Work instructions
In your copy, leave out the pictures; write out all the data exactly.

Dataset rows

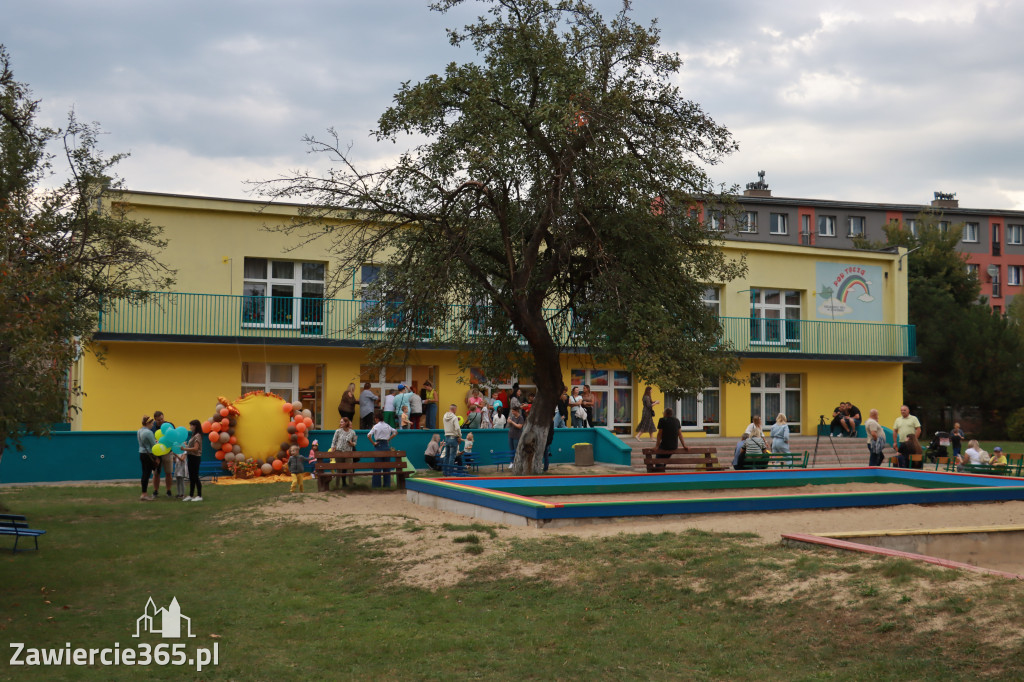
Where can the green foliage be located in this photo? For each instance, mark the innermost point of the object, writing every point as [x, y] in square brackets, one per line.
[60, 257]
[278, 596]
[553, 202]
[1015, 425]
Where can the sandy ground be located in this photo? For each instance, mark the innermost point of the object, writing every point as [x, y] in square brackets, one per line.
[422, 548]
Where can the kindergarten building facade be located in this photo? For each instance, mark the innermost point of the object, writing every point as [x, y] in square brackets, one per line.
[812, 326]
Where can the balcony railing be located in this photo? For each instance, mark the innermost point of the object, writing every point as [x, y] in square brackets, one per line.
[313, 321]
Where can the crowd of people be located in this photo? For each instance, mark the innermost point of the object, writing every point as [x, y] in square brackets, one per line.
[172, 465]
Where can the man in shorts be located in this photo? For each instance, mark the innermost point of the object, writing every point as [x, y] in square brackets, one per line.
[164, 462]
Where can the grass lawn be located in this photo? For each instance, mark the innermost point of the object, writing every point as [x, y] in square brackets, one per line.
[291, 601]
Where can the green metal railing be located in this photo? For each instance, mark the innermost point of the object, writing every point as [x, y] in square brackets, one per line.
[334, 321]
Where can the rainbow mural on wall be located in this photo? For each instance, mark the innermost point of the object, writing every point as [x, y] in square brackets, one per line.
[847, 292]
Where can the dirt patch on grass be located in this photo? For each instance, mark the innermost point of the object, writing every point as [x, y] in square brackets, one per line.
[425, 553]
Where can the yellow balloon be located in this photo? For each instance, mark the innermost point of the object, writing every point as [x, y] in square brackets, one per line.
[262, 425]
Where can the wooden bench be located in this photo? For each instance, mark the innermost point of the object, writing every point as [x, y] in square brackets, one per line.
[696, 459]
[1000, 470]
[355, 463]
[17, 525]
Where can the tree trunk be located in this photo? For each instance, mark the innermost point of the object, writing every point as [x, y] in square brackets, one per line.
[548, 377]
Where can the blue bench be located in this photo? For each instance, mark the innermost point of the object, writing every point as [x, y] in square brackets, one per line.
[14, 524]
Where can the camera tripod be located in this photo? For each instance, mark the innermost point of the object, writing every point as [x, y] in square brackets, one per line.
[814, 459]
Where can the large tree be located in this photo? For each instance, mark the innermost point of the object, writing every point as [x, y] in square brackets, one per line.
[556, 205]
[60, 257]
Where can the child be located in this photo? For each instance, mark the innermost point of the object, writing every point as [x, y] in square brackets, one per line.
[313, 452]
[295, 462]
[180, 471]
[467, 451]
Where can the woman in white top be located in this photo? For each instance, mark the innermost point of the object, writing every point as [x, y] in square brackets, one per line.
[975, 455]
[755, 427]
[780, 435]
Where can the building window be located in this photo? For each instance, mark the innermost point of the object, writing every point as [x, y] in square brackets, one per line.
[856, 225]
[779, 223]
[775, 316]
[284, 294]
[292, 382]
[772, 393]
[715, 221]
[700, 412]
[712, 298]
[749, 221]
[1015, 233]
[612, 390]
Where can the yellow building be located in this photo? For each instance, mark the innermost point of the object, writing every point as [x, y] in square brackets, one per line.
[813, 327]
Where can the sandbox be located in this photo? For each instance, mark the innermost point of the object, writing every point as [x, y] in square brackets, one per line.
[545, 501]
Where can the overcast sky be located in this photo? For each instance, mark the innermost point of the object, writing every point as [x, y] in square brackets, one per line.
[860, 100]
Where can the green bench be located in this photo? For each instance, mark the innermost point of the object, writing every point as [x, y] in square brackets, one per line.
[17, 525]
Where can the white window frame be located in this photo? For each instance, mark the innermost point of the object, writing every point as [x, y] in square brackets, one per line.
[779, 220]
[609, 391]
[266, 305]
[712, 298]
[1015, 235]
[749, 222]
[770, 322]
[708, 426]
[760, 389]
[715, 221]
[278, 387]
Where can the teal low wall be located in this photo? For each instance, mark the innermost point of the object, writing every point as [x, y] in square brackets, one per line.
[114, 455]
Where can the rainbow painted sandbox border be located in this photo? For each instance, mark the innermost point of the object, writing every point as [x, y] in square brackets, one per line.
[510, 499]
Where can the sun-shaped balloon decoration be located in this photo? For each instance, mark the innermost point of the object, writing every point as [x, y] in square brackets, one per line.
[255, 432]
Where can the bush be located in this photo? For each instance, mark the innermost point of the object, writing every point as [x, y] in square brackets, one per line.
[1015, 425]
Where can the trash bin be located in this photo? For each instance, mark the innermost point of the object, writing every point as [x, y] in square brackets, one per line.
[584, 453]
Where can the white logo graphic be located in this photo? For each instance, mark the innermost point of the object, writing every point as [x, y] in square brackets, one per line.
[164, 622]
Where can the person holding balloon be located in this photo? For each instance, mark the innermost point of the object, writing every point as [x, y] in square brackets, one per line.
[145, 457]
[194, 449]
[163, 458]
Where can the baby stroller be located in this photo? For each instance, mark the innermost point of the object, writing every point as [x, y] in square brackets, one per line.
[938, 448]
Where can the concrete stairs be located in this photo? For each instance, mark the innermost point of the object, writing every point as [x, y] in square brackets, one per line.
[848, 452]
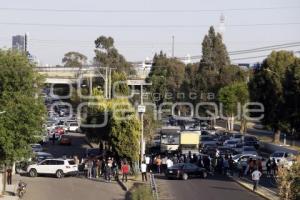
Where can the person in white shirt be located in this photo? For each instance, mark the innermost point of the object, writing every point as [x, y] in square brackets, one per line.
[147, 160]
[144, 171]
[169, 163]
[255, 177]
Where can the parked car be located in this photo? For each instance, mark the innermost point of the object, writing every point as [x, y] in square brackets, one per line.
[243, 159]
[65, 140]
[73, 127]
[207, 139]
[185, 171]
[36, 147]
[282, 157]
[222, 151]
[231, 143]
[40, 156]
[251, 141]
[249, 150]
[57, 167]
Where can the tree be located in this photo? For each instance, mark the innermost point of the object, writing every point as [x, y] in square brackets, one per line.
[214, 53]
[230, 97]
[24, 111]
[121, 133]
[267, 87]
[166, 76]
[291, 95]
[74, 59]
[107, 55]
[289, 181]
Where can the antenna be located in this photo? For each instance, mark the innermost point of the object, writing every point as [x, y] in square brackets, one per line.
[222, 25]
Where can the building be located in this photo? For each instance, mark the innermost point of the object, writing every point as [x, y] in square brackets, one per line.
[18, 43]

Written response
Where can the green foliage be located in this photo? For each instance, mark the innermost point of the object, writing every point as [x, y] in square brackets, one per line.
[60, 257]
[278, 596]
[553, 202]
[1015, 425]
Where can the sandy ground be located in this photo? For each instance, mark the innermost point of the object, writing every point as [x, y] in square brackets, one per line.
[422, 548]
Where can the kindergarten building facade be located in this photo? For each instance, mark the innermost point of the object, writing every point as [x, y] in square brackets, one per line.
[812, 326]
Where can the balcony railing be located in this photo? For each instance, mark the innermost point of the object, writing every point as [x, y] in square brackets, one per line.
[313, 321]
Where can the crowd of people be located in this photo? For each instance, mark the innermost point of the object, writing every point as [x, y] in square brackets, one per line.
[172, 465]
Where can the man in shorts be located in this photo? For each instance, mark the innermost point of the object, writing every point as [x, y] in square brackets, one per line.
[164, 462]
Where can the grass lawn be located in this photo? For each instance, mark the innermost point of the object, writing every point as [x, y] in square brackets, one per line.
[291, 601]
Where can the green metal railing be located in this photo? For each instance, mark the innermost point of the object, writing every point as [x, y] in square brackets, one per line.
[334, 321]
Where can the rainbow mural on wall be located in this photo? For each instance, mark the innermost point of the object, writing every point as [x, y] in square brackets, one per line.
[847, 292]
Where can the dirt patch on grass be located in this photo? For each instance, mark the innermost point of the object, writing every point as [x, y] in square brackets, one per line.
[425, 553]
Where can the yellow balloon be located in this photo? For each instance, mark the innermost point of the object, writing every point as [x, y] in square brackets, one per line.
[262, 425]
Where can the wooden bench be located in this photo? For each instance, mark the innermost point of the object, writing every point as [x, y] in square brackets, one per line.
[696, 459]
[1000, 470]
[355, 463]
[17, 525]
Where can the tree trunk be located in this photo? For each instance, mark the innermost point of the object, writing every point as [x, y] in square brackets, one per line.
[548, 377]
Where can the blue bench be located in this photo? For each instance, mark the innermost point of the object, writing every point as [x, y] in square brackets, one per line.
[14, 524]
Where can the camera tripod be located in this photo? For each instance, mark the innermost point of the object, writing every point as [x, y] in square brackets, one per line.
[814, 459]
Where can the large tree be located in this photo? For each instance, mark the innermost point of the object, writing every point as [x, y] in square brackets, one per line.
[556, 205]
[60, 257]
Where can the child be located in this photo? For each instance, mark the innermost point of the object, writing every point as [x, y] in square brackets, one per line.
[313, 452]
[295, 462]
[180, 471]
[467, 451]
Where can the woman in white top be located in this photo? For each instance, mark the innermost point of the object, writing every point as [x, y] in square brackets, one per line.
[975, 455]
[755, 427]
[780, 435]
Where can the building window be located in this photo? For each instance, mark the innermost point of the object, writing every point as [x, y] in square brackets, one per line.
[856, 225]
[779, 223]
[775, 316]
[284, 294]
[292, 382]
[772, 393]
[715, 221]
[700, 412]
[712, 298]
[749, 221]
[1015, 233]
[612, 390]
Where can the yellow building be located in this photo? For each instance, mark the innermost point of the object, writing every point as [x, y] in square brackets, one per line.
[813, 327]
Where can the sandbox be located in this photo? For each instance, mark the innermost point of the object, writing every point as [x, y] in square brackets, one per line.
[545, 501]
Where can the overcast sky be located in this photo? For each instance, mark the innermost point of the object, writing every point as [x, y] in square brackets, one per line.
[860, 100]
Where can the green bench be located in this photo? For each instance, mark the innermost point of the object, writing every point as [x, y] in square brackets, one per line.
[17, 525]
Where can the white window frame be located in this photo? For each instance, mark the innermost point of the object, writing every point as [x, y] in square brackets, one per line.
[779, 220]
[609, 391]
[266, 305]
[712, 298]
[1015, 235]
[749, 222]
[770, 322]
[708, 426]
[760, 389]
[715, 221]
[278, 387]
Where can the teal low wall be located in this photo? For each instance, mark the innermost point of the object, writing every point as [x, y] in square brackets, one per line.
[114, 455]
Where can the rainbow painted sandbox border be located in this photo? For each instance, mark the innermost point of the object, writing every point as [x, y] in square brackets, one per line.
[510, 499]
Where can the sun-shaped balloon decoration be located in this photo? For each instance, mark the innermost point of the object, writing every point as [x, y] in square brackets, one per line.
[255, 432]
Where can the bush be located in this photo? For each instance, mark the innermost point of the object, writing every point as [x, y] in square brackets, one per line.
[1015, 425]
Where can the trash bin be located in this photo? For each instance, mark the innermost point of the object, writing every point as [x, y] in square brackets, one per line.
[584, 453]
Where can the white logo graphic be located in this photo? For each instance, mark the innermost point of the object, writing every point as [x, y] in square brackets, one per line.
[164, 622]
Where can the person holding balloon be located in this photo? For each instance, mark the innermost point of the object, writing every point as [x, y] in square brackets, one per line.
[145, 457]
[194, 449]
[163, 458]
Where can the baby stroller be located in this photo? For each instance, mark the innermost point of the object, writing every point as [x, y] in square brackets, one per line.
[938, 448]
Where can the concrete stairs be located in this photo? For each instance, mark the innermost point of the object, writing every point as [x, y] in square brackets, one per line.
[848, 452]
Where can the person in white shirt be located in this photo? For each instance, mark the innermost point of the object, writing every point as [x, y] in square brackets, one per line.
[147, 160]
[144, 171]
[169, 163]
[255, 177]
Where can the parked car be located in this photo? For each instance, mark the innermost point of the object, writing every point as [x, y] in square brackets, one per line.
[243, 159]
[65, 140]
[73, 127]
[207, 139]
[185, 171]
[36, 147]
[282, 157]
[222, 151]
[231, 143]
[40, 156]
[251, 141]
[249, 150]
[57, 167]
Where can the tree be located in this photo? For each instance, mark the innermost point of the object, writing every point as [x, y] in square brackets, one per line.
[214, 53]
[230, 97]
[24, 111]
[121, 133]
[267, 87]
[166, 76]
[291, 95]
[74, 59]
[107, 55]
[289, 181]
Where can the antenna be located in this photo? For each instance, mark the innermost point of the object, writing every point as [x, y] in square brackets, one per line.
[222, 25]
Where can the building be located in this photo? For each instance, mark the innermost point of the object, writing every point as [x, y] in square brackets, one per line.
[18, 43]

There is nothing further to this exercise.